>> begin Dataset extract

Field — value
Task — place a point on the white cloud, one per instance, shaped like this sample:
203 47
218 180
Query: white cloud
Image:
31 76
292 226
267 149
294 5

>> end Dataset extract

= Instructions to follow =
Return all of the data above line for line, with no changes.

= The reply =
Field — value
Task — place a point on the white cloud, one per instance, shaped like this sample:
203 47
218 180
Query: white cloud
Image:
31 76
292 226
267 149
294 5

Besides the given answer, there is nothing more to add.